* [Activity]: Please copy, with no word changed, only the run of lines that opens with the line containing "Indicate every instance of the pig's snout" and closes with the last line below.

---+---

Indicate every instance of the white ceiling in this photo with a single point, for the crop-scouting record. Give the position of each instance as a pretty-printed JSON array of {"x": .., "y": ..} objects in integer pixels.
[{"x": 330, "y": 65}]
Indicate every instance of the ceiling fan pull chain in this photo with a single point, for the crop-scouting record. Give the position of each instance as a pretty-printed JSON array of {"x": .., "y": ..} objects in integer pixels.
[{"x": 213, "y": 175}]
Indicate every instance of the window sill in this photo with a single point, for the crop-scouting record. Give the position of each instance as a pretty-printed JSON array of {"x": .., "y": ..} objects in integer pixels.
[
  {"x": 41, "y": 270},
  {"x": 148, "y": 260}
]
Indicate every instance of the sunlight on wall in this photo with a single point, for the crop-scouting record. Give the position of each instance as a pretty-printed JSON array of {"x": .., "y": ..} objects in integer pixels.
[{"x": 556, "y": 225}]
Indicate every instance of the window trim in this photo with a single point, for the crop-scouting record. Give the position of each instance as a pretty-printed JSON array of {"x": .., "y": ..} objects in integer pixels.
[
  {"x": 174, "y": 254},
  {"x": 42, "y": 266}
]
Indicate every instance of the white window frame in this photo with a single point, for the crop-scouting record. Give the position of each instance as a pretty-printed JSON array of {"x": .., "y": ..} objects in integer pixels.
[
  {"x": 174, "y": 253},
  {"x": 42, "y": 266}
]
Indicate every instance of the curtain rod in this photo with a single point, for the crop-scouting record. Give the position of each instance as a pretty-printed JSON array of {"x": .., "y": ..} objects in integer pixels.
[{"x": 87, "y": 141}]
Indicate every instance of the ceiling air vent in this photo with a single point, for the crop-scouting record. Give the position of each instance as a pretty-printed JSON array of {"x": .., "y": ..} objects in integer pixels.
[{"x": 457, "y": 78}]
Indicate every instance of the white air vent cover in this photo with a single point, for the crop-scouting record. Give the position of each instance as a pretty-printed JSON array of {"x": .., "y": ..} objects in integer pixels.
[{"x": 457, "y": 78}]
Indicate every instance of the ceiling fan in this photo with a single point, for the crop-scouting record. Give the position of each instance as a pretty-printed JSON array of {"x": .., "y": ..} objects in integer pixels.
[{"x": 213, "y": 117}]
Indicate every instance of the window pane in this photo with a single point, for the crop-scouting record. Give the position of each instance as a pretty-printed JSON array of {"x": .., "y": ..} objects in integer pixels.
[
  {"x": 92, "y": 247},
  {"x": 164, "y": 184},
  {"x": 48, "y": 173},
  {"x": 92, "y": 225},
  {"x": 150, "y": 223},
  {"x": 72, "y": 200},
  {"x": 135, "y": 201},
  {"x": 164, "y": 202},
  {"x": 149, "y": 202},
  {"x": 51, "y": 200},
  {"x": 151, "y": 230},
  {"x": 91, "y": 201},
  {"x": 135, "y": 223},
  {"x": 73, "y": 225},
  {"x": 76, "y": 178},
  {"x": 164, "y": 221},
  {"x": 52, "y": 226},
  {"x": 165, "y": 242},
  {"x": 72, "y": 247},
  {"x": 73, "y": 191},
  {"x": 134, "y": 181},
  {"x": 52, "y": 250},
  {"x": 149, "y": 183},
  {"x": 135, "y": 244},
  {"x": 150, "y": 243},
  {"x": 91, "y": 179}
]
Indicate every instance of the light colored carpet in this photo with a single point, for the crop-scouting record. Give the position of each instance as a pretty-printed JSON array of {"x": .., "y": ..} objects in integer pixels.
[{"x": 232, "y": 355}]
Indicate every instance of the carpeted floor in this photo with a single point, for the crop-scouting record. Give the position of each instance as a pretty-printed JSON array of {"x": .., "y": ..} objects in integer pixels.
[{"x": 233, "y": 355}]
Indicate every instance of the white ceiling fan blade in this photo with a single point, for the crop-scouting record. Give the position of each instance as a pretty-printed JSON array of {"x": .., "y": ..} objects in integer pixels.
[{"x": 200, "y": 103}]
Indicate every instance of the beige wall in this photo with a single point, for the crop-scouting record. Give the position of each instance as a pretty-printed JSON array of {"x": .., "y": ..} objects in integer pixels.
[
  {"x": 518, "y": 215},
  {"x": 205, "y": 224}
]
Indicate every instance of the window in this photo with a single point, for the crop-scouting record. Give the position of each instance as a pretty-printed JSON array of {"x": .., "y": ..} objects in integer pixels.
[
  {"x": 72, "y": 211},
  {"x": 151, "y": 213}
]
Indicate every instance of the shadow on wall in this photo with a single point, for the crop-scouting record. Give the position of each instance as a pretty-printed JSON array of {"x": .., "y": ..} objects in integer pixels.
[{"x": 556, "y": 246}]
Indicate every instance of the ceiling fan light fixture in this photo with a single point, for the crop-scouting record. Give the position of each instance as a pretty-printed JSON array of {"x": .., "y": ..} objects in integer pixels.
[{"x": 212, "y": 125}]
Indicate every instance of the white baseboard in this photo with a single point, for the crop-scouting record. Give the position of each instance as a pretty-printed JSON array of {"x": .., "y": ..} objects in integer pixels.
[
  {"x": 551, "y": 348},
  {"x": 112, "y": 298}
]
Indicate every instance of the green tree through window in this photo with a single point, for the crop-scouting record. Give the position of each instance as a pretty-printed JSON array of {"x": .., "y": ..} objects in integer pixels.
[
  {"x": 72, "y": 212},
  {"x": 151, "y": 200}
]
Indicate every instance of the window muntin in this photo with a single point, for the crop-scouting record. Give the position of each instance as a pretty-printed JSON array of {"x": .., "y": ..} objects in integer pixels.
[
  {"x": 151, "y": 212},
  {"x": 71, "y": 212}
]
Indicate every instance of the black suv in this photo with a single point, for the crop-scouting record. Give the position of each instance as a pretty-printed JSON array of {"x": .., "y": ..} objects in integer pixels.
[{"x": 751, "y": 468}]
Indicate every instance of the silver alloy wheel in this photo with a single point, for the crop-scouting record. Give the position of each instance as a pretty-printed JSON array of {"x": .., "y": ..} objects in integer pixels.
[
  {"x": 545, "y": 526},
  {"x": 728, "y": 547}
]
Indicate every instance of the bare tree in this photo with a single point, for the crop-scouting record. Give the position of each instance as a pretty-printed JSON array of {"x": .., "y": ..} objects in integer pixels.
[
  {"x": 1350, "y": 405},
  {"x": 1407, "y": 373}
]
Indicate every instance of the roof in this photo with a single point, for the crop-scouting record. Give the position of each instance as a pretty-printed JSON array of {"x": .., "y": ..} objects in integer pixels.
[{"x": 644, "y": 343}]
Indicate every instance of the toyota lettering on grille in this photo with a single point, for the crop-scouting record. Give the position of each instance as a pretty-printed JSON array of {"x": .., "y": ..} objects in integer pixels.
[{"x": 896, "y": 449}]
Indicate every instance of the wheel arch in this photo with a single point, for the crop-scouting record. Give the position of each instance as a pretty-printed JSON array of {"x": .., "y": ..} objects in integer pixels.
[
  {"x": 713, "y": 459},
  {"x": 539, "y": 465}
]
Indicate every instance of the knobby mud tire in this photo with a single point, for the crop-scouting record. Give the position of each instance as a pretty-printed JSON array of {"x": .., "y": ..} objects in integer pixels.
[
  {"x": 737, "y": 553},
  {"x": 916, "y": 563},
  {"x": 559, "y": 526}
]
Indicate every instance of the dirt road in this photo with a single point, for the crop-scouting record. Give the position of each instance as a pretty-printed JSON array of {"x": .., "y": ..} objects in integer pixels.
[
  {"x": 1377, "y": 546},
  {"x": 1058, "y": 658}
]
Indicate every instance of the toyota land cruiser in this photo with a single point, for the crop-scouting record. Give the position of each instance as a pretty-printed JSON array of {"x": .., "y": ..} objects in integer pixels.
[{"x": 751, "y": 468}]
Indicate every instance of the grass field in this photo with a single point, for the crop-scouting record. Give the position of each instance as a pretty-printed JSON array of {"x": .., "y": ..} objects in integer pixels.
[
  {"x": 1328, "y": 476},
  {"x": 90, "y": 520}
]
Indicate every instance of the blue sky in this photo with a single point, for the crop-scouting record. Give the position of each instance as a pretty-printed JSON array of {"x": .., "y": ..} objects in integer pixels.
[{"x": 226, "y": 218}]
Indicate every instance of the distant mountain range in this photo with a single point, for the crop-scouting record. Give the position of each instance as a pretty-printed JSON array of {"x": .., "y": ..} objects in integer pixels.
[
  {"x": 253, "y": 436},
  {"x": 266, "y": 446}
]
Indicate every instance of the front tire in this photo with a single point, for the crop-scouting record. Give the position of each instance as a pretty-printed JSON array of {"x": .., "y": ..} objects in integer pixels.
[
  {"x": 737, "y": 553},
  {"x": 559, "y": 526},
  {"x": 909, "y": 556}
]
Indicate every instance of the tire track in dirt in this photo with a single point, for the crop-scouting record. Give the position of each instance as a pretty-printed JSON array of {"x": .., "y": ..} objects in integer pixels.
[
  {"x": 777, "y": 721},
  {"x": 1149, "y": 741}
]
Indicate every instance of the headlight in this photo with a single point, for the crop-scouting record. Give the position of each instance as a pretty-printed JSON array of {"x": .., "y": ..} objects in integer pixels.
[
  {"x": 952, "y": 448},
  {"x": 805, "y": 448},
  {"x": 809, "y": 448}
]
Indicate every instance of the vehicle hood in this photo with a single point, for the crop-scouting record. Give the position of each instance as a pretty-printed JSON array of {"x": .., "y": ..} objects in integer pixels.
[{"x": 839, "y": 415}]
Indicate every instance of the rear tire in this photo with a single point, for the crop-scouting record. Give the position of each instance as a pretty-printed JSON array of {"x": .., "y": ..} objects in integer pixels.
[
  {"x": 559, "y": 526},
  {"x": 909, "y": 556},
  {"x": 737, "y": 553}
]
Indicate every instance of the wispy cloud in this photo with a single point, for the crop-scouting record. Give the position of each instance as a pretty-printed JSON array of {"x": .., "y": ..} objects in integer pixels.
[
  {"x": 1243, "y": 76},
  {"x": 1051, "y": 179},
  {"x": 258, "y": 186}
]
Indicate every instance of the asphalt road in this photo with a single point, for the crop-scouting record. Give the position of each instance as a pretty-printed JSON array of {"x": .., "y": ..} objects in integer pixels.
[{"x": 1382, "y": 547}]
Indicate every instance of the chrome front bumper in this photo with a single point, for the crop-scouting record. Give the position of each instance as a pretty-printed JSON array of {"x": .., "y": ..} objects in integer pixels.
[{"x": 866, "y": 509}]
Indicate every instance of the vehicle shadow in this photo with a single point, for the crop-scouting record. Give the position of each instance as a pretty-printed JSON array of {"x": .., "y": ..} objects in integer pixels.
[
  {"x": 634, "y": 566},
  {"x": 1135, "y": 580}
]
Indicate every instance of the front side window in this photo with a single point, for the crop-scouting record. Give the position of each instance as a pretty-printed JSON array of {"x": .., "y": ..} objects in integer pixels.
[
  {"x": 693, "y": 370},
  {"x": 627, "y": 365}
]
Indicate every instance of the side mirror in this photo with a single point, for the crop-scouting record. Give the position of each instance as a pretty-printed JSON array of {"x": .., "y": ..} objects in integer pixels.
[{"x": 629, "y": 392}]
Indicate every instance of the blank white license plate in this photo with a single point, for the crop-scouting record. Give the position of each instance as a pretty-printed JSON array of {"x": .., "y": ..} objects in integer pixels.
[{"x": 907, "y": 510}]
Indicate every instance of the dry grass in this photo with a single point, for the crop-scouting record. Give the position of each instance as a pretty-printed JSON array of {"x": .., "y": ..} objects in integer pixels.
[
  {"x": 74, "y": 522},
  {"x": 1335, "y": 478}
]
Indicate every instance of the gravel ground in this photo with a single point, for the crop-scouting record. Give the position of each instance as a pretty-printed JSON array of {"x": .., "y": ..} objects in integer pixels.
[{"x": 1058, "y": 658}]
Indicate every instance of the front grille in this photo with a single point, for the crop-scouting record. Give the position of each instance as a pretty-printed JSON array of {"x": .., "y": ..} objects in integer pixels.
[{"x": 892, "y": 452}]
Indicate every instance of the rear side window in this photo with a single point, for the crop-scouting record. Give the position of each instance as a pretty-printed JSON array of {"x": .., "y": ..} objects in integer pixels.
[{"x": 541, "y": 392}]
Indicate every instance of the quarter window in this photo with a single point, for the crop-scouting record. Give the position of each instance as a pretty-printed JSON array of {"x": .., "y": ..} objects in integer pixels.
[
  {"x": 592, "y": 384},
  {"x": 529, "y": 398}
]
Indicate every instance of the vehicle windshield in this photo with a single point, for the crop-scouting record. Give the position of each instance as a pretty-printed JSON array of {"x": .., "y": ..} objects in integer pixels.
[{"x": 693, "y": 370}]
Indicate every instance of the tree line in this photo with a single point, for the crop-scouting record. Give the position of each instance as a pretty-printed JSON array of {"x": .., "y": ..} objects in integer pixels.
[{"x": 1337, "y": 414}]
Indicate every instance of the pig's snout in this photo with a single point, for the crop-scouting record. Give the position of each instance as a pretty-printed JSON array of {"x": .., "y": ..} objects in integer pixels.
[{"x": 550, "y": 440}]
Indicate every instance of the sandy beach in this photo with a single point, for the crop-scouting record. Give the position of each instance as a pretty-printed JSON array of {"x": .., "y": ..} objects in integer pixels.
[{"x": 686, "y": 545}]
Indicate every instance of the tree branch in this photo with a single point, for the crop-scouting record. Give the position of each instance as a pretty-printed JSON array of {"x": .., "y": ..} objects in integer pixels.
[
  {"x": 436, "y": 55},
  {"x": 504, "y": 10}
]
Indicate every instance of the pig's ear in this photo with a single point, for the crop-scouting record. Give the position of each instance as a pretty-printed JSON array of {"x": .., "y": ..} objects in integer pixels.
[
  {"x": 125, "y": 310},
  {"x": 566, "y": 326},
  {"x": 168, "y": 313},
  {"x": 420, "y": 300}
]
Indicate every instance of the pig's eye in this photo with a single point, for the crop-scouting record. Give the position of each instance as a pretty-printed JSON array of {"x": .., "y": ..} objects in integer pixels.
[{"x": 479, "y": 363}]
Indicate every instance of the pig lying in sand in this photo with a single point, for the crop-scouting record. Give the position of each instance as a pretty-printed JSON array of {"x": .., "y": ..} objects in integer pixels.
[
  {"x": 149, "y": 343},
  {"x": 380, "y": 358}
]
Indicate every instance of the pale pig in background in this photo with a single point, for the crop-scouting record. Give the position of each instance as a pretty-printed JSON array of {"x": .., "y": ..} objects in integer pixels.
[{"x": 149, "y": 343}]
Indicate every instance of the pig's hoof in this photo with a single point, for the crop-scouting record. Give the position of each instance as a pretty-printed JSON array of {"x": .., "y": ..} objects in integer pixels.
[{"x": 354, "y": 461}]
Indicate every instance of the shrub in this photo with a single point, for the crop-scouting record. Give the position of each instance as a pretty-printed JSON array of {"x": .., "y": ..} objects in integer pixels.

---+---

* [Solution to the problem]:
Indicate every instance of the pig's snout in this photo with a single point, for the crop-scouting record. Give the position of each instance as a pretty-printed JSON array of {"x": .., "y": ..} objects in integer pixels.
[{"x": 550, "y": 440}]
Indicate every instance of the sandy beach in this photo with a single point, for the crop-scouting record. Give the position of each instance as a pretty-printed JSON array of {"x": .., "y": ..} objects in integer pixels.
[{"x": 686, "y": 545}]
Indicate every instance of the tree branch in this photo with a single point, for the crop-scouting record. Give the position of each instance as a pretty-printed JSON array of {"x": .., "y": ..} objects in integer pixels.
[
  {"x": 436, "y": 55},
  {"x": 504, "y": 10}
]
Indicate every instance of the pig's ear in this photo with a single point, for the crop-scouting record. Give the position of each instance as a pretty-printed JSON array of {"x": .., "y": ..} objects in integer pixels.
[
  {"x": 125, "y": 310},
  {"x": 566, "y": 326},
  {"x": 168, "y": 313},
  {"x": 420, "y": 300}
]
Indicate every instance of the pig's eye in this photo with a single point, for the crop-scouting record. Give the position of each instance as a pretty-printed JSON array of {"x": .., "y": ..} objects in integer pixels.
[{"x": 479, "y": 363}]
Indicate every instance of the pig lying in sand in this photo with a single point, for the crop-scouting record. Give the position of each instance as a pretty-printed JSON array of {"x": .., "y": ..} objects in integer pixels.
[
  {"x": 149, "y": 343},
  {"x": 380, "y": 358}
]
Indicate every instance of the pale pig in background in this photo with a single point, for the crop-scouting record. Give the position of each instance as a pretty-printed JSON array of {"x": .., "y": ..} objects in integer pixels.
[{"x": 149, "y": 343}]
Indicate every instance of the pig's hoof in this photo with a single point, for the crop-scouting record. Give the position of each instance as a pretty-printed JSON array of {"x": .., "y": ..} objects in integer pixels.
[{"x": 354, "y": 461}]
Indicate every instance of the shrub in this photo with a single point, for the crop-scouting record. Give the position of each instance as a pretty-printed JSON array of {"x": .., "y": ..} objects in integer pixels.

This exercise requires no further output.